Retype the 3ds Max modeling tutorial in full, word for word.

▶ [EXCERPTED TEXT]
=-=-=-=-=
Position and rotate the knob to fit on to the front of a top drawer. Change its default color (if you want) and change its name to Knob.
You'll need a few copies of the original knob, one for each drawer. Choose Edit → Clone (Figure 4.73). You are going to use the Instance command. An instance is a copy, but is still connected to the original. If you edit the original or an instance, all of the instances change. Click OK to create an instance.
Position the instanced knob in the middle of the other top drawer.
Using additional instances of the original knob, place knobs in the middle of all the remaining drawers of your dresser, as shown in Figure 4.74.
As you saw with this exercise, there are plenty of tools for the Editable Poly object. Your model doesn't have to be all of the same type of modeling either. In this example, we created the dresser with box modeling techniques, where you begin with a single box and extrude your way into a model, and with surface creation techniques using splines.
Now that you've had some experience modeling in 3ds Max, you can tackle modeling a simple hand. The goal is to acquire experience with some other tools 3ds Max has to offer. Before you begin modeling, look at a reference. Luckily, you probably have one or two hands at the ends of your arms.
Note
If you have access to Introducing Maya 2008: 3d for Beginners, by this volume's author, you can also reference a similar hand modeling tutorial to see how modeling workflows compare between 3ds Max and Maya.
=-=-=-=-=
▶ [INFORMATION SUPPLIED]
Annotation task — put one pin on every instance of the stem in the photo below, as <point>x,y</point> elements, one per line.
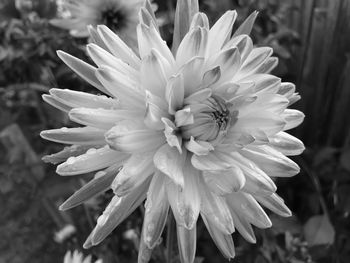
<point>171,234</point>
=-=-=-=-=
▶ [OUTPUT OF THE TASK]
Position and rotate the knob to fit on to the front of a top drawer. Change its default color (if you want) and change its name to Knob.
You'll need a few copies of the original knob, one for each drawer. Choose Edit → Clone (Figure 4.73). You are going to use the Instance command. An instance is a copy, but is still connected to the original. If you edit the original or an instance, all of the instances change. Click OK to create an instance.
Position the instanced knob in the middle of the other top drawer.
Using additional instances of the original knob, place knobs in the middle of all the remaining drawers of your dresser, as shown in Figure 4.74.
As you saw with this exercise, there are plenty of tools for the Editable Poly object. Your model doesn't have to be all of the same type of modeling either. In this example, we created the dresser with box modeling techniques, where you begin with a single box and extrude your way into a model, and with surface creation techniques using splines.
Now that you've had some experience modeling in 3ds Max, you can tackle modeling a simple hand. The goal is to acquire experience with some other tools 3ds Max has to offer. Before you begin modeling, look at a reference. Luckily, you probably have one or two hands at the ends of your arms.
Note
If you have access to Introducing Maya 2008: 3d for Beginners, by this volume's author, you can also reference a similar hand modeling tutorial to see how modeling workflows compare between 3ds Max and Maya.